- _REQUIREMENTS_
Recast every line of the records below as a numbered list, skipping blank lines and leaving the pictures out.
─── DATA ENTRIES ───
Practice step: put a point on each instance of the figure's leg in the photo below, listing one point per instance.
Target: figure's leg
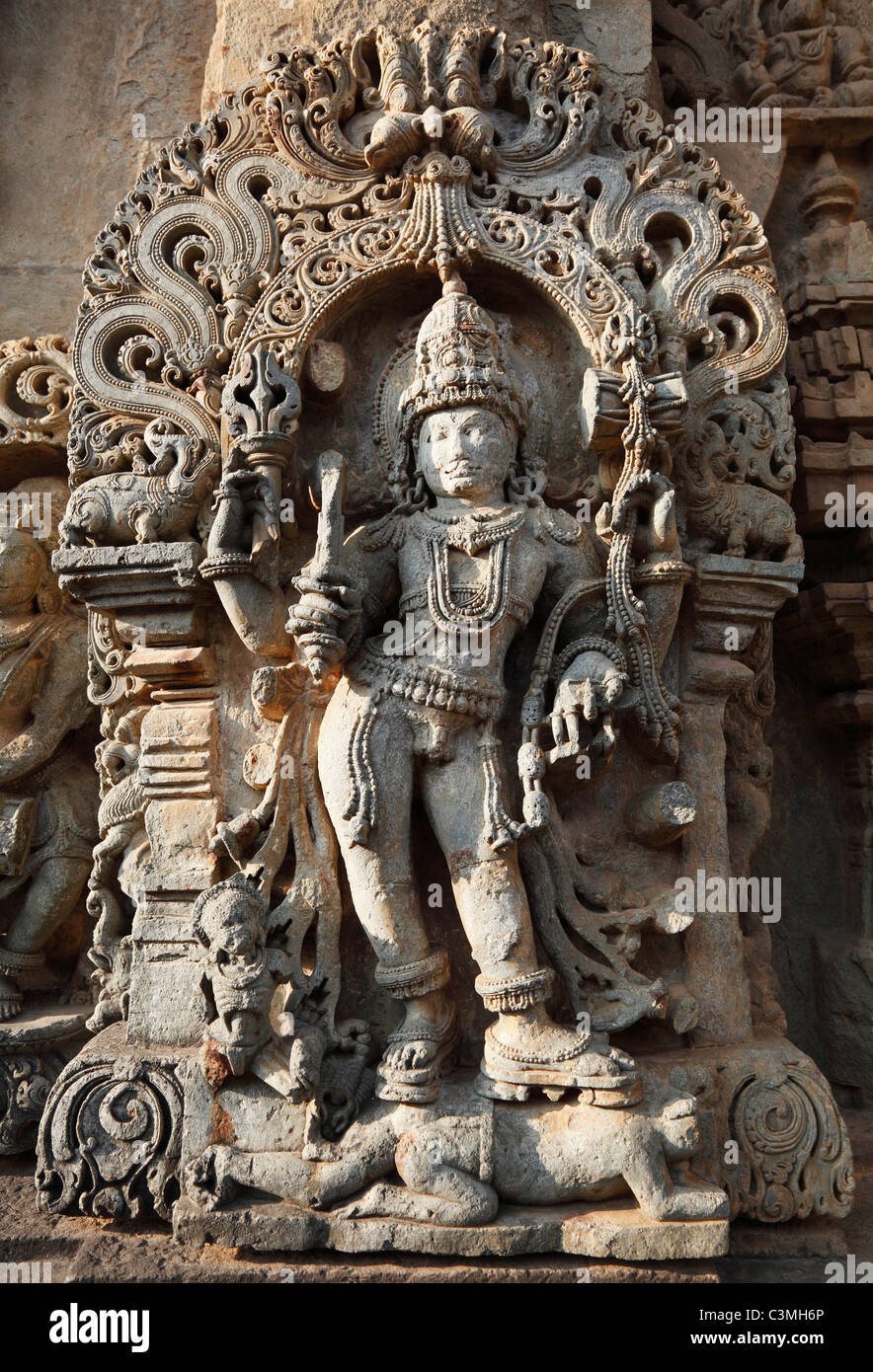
(524, 1047)
(51, 894)
(386, 900)
(438, 1187)
(217, 1175)
(659, 1198)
───
- _ANSWER TO THIS TASK_
1. Practice step: put a point on each instance of the figure's leg in the photo below, listing one point per instance.
2. Target: figure's leg
3. (524, 1047)
4. (51, 894)
5. (386, 900)
6. (438, 1187)
7. (217, 1175)
8. (659, 1198)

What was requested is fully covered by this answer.